* _Written request_
Rewrite the stretch of the Handel discussion from "I would also" through "a piccolo, IIRC).", putting "brightest" in place of "sunniest".

As for the vocal music, anthologies with arias are one option if one doesn't want to invest 2 hours. The other is to start with some shorter pieces like some Italian cantatas (Delirio amoroso, Ero e Leandro, Tra le fiamme...) the Anthems, Te deum setting, Dixit dominus. The most compact quasi-opera is Acis and Galatea and it is very good, albeit small scale and pastoral, and hardly shows the drama of some of the Italian operas or the more operatic oratorios (like Saul or Hercules).


----------



## Eva Yojimbo (Jan 30, 2016)

Kreisler jr said:


> By sheer numbers (and considering the length of pieces) vocal music totally dominates Handel's oeuvre. The common perception with some of the orchestral music being the best known is a bit of a distortion. Also, of the 9 main published collections of instrumental music (op.1-7, 1720 and 1733 suites) Handel himself was personally only involved in the publication of op.6 and the 1720 suites (op.7 was posthumous, op.1+3 were certainly done by the publisher (including spurious works and arrangements), I don't know about op.2,4,5). There are gems in all the collections (and overall, including odds not in any of the published collections, it's quite a lot of music: around 40 concertos, 20 keyboard suites, more than a dozen each of solo and trio sonatas) but it makes sense to prioritize op.6 and the 8 "1720" suites; both are among my favorite baroque instrumental collections.
> 
> As for the vocal music, anthologies with arias are one option if one doesn't want to invest 2 hours. The other is to start with some shorter pieces like some Italian cantatas (Delirio amoroso, Ero e Leandro, Tra le fiamme...) the Anthems, Te deum setting, Dixit dominus. The most compact quasi-opera is Acis and Galatea and it is very good, albeit small scale and pastoral, and hardly shows the drama of some of the Italian operas or the more operatic oratorios (like Saul or Hercules).


Totally agree vocal music dominates Handel's oeuvre, but it's a style of vocal music that many don't like, hence why his reputation hung (for so many years) on the instrumental music, which is phenomenal as well (I 100% agree with your assessment on the Op. 6 and 1720 suites)). 

I would also second you recommendation for aria anthologies or the shorter pieces. Even Handel's "lesser works" like the Italian Cantatas--whose only real fault is their comparative lack of ambition--are thoroughly enjoyable. I went through Glossa's series of them years ago and loved every moment. I also agree about Acis and Galatea, which I actually did include in my "Top 10 recommended." That's probably the sunniest, happiest, most tuneful work of its kind ever made. Whatever it's lacking in depth it makes up for in sparkling melodicism and personality; and there are still hints at Handel's singular gift for setting text to music in interesting ways (introducing the hulking Polyphemous with a piccolo, IIRC).

* _Record excerpts_
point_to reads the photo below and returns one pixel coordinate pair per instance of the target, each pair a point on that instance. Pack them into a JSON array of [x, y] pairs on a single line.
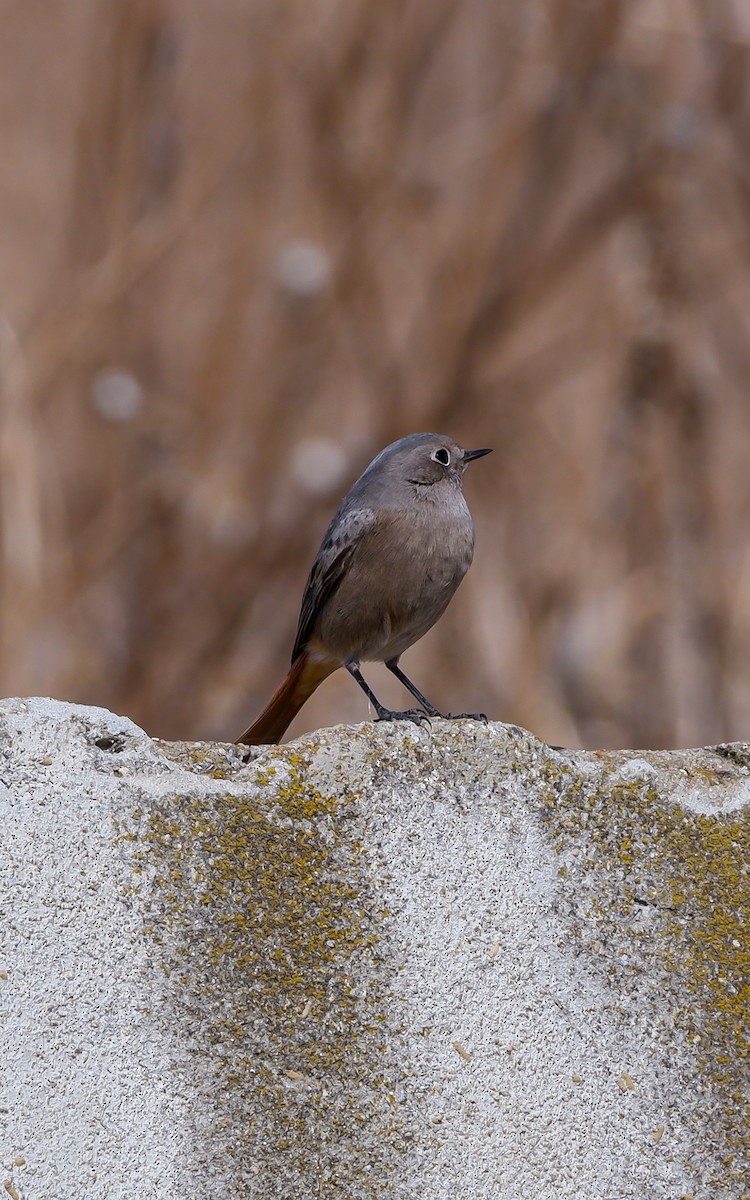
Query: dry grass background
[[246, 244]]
--
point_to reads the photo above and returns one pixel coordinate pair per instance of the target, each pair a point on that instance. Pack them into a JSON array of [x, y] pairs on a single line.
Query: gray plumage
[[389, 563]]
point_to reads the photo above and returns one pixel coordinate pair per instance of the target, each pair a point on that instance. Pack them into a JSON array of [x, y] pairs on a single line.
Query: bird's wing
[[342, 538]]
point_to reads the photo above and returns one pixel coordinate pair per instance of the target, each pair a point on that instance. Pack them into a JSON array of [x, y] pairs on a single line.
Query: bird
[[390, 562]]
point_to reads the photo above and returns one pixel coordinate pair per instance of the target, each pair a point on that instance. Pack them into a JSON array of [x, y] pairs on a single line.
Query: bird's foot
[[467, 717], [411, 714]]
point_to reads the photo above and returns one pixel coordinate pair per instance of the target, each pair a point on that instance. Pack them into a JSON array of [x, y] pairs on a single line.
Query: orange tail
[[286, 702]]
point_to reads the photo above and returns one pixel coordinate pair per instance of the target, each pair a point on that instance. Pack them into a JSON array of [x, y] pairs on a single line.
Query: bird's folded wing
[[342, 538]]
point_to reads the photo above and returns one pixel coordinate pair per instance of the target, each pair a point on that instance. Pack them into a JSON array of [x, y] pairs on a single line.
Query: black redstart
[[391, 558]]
...
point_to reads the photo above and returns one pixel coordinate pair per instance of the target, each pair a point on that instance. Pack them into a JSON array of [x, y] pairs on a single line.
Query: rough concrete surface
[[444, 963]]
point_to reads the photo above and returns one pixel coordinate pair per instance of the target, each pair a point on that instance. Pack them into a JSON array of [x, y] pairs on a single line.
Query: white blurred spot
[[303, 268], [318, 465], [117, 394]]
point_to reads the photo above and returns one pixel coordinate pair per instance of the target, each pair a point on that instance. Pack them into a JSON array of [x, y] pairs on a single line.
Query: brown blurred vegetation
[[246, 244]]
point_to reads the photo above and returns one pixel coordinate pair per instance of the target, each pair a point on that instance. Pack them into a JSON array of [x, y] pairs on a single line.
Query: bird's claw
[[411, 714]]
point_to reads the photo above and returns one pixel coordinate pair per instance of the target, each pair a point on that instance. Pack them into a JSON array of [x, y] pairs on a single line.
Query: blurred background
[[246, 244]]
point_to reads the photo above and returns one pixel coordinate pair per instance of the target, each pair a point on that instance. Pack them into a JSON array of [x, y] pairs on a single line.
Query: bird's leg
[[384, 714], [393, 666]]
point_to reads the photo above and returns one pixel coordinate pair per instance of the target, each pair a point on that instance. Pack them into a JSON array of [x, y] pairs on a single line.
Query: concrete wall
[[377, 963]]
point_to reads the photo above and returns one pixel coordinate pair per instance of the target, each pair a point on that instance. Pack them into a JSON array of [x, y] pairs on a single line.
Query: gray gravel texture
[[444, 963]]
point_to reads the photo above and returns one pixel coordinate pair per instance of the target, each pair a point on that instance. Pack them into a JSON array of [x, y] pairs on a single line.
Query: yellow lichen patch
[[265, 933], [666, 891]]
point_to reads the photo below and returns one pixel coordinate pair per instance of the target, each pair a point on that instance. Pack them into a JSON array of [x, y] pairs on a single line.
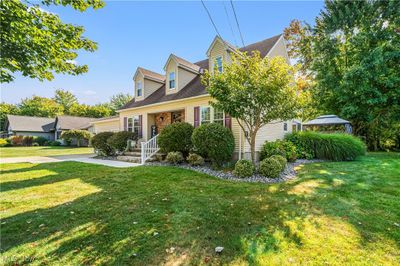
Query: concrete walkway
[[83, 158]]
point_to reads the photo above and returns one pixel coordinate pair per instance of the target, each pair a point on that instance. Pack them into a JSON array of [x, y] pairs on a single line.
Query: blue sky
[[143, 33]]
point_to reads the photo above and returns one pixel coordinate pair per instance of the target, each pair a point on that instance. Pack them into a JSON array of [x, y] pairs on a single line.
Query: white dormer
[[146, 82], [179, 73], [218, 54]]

* _Completed exercise_
I would also second you recommendation for aria anthologies or the shorter pieces. Even Handel's "lesser works" like the Italian Cantatas--whose only real fault is their comparative lack of ambition--are thoroughly enjoyable. I went through Glossa's series of them years ago and loved every moment. I also agree about Acis and Galatea, which I actually did include in my "Top 10 recommended." That's probably the brightest, happiest, most tuneful work of its kind ever made. Whatever it's lacking in depth it makes up for in sparkling melodicism and personality; and there are still hints at Handel's singular gift for setting text to music in interesting ways (introducing the hulking Polyphemous with a piccolo, IIRC).